> _WHAT YOU NEED TO DO_
Output all lines exactly.

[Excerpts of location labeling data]
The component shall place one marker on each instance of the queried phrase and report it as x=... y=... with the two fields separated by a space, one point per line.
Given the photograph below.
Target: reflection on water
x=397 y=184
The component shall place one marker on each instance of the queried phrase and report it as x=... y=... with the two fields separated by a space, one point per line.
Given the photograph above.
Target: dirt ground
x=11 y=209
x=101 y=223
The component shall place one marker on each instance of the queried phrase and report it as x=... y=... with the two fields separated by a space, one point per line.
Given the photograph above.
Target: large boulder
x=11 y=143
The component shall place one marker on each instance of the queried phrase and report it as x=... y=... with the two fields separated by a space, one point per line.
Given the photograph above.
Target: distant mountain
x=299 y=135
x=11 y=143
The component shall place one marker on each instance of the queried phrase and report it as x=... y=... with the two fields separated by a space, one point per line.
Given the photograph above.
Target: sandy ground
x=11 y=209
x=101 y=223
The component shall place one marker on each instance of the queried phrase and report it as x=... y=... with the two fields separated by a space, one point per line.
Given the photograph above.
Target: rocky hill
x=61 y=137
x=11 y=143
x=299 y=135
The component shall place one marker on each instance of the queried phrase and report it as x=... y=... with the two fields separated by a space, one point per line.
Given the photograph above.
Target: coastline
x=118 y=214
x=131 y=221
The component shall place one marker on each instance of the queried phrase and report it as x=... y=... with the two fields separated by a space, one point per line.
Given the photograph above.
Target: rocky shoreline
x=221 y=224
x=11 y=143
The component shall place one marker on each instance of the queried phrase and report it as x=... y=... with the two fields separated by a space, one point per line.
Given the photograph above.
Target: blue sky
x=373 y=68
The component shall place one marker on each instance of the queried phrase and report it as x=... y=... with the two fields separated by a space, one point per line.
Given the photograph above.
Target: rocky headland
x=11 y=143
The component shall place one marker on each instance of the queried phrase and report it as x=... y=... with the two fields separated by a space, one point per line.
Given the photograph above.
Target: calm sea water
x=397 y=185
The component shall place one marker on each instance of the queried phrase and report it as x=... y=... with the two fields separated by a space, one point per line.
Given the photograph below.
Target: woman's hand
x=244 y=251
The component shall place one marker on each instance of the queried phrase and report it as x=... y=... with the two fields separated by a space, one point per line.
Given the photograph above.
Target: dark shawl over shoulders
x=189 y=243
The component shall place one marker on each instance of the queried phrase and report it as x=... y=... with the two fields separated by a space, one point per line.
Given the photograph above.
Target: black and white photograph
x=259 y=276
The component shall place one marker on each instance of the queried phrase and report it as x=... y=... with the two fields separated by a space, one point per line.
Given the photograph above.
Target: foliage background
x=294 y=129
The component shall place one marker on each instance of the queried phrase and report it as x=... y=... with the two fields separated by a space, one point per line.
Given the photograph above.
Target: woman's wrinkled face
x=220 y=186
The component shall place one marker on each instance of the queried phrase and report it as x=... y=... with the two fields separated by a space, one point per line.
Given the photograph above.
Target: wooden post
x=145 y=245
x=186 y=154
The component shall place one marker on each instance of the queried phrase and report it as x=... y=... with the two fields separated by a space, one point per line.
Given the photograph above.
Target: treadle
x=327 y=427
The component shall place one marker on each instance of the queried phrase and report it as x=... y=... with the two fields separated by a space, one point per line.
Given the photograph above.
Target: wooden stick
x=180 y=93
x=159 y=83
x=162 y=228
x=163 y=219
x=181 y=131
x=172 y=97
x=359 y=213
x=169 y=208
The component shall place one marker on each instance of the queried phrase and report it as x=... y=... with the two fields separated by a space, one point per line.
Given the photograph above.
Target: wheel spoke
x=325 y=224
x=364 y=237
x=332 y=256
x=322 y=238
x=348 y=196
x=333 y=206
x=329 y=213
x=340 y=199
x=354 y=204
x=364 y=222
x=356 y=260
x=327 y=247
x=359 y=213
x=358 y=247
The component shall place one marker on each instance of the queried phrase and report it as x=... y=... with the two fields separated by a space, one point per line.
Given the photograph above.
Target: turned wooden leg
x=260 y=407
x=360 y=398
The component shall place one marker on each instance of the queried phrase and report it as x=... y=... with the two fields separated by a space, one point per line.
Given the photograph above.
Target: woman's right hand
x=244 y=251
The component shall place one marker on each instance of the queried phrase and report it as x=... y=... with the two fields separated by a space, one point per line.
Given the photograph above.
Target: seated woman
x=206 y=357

> _RESULT BELOW_
The component shall place one marker on each instance of the queried phrase and report it as x=... y=... with the two fields separated by a space, one point per line.
Given the photograph below.
Target: reflection on water
x=397 y=184
The component shall place one marker on each instance of the queried phrase and report it as x=... y=... with the two fields separated by a space, one point per line.
Given the photograph above.
Target: dirt ground
x=11 y=209
x=101 y=223
The component shall place one marker on each instance of the queried phrase and report it as x=... y=... with the two fields separated by a space, one point per line.
Given the photograph above.
Target: large boulder
x=11 y=143
The component shall place one marker on each instance of the queried phrase and report it as x=... y=... with the two fields separated by a space, one point per line.
Given the photograph above.
Target: distant mountain
x=299 y=135
x=11 y=143
The component shall place one marker on each instance of the queried phrase and report it as x=... y=... with the two fields separated by a space, one point per line.
Given the photograph above.
Target: sandy ground
x=11 y=209
x=101 y=223
The component shall place one marker on each instance of the queried phrase and report it as x=... y=... with the two fields separated by a space, one point per line.
Given the photograph above.
Target: rocky hill
x=61 y=137
x=11 y=143
x=299 y=135
The component shall place one marker on each instance of the queried phrase and report it as x=... y=... with the two fields separated by a space, one point per line.
Given the photograph above.
Target: coastline
x=118 y=214
x=131 y=221
The component shall place one marker on each instance of the queried phrase and report it as x=... y=... with the two fields separated by a space, one point per line.
Given the photograph above.
Target: rocky shoreline
x=221 y=224
x=11 y=143
The component shall place one marker on each instance of the queried phrase and report it as x=... y=... with the two fields separated by a space, one point per line.
Given the photograph above.
Target: blue sky
x=373 y=68
The component shall place one marker on each instance of the queried phrase and report it as x=... y=... with the two fields separated by a space, one point per line.
Given the photograph above.
Target: rocky headland
x=11 y=143
The component shall place one marker on each instance of the queried phrase and report it as x=... y=... with the two fields separated by a space, one point per line.
Given the photograph above.
Target: calm sea water
x=397 y=185
The component shall place one marker on each instance of the queried phrase and report it as x=... y=... with the two fields separated by a space, one point per line.
Given the photograph below.
Target: woman's hand
x=244 y=251
The component shall place one marker on each instance of the queried phrase and report it as x=... y=... with the two fields separated by a space, one point per line.
Given the photograph above.
Target: dark shawl over shoulders
x=189 y=243
The component shall place one marker on each instance of the queried phrase and report it as x=... y=... with the two fields separated by a space, one point per line.
Given the photograph above.
Target: black and white photograph
x=259 y=276
The component shall place one marker on each instance of the queried phrase and report it as x=... y=... with the two fields separated by a space, one point per line.
Given the photograph above.
Target: foliage background
x=294 y=129
The component shall place one marker on each instance of the queried phrase and report it as x=... y=... with the two fields separated by a space, one point per line.
Given the photograph above.
Target: woman's wrinkled face
x=220 y=186
The component shall place one marker on each instance of the queried phrase and report it as x=... y=... with the two fields separated by a space, one point per line.
Given the photograph above.
Target: wooden post
x=145 y=245
x=186 y=154
The component shall place one marker on each instance of the queried phrase and report it as x=... y=... with the two fields separated by a space, one point per line.
Given the photograph above.
Target: treadle
x=327 y=427
The component shall place one marker on each instance of the queried phrase and report it as x=... y=... with the two fields separated by a space, one point per line.
Given the photograph above.
Target: wooden stick
x=180 y=93
x=159 y=83
x=162 y=228
x=163 y=219
x=181 y=131
x=172 y=97
x=359 y=213
x=169 y=208
The component shall place one marker on each instance of the queried phrase and report it as x=... y=... with the two fields separated by a space, one point per line.
Given the photograph above.
Target: wheel spoke
x=325 y=224
x=364 y=237
x=332 y=256
x=322 y=238
x=348 y=196
x=333 y=206
x=329 y=213
x=340 y=199
x=354 y=204
x=364 y=222
x=356 y=260
x=327 y=247
x=359 y=213
x=358 y=247
The component shall place one marker on each instance of the queried phrase and report it as x=... y=... with the two fields separated by a space, one point per line.
Given the photograph above.
Target: turned wooden leg
x=260 y=407
x=360 y=398
The component shall place one marker on each instance of the queried phrase and report it as x=... y=... with the two fields separated by a space, one point per line.
Given the photograph above.
Target: woman's right hand
x=244 y=251
The component shall place one marker on each instance of the queried phrase and report it as x=... y=... with the two fields separated by a space, one point per line.
Given the photograph above.
Target: seated woman
x=206 y=357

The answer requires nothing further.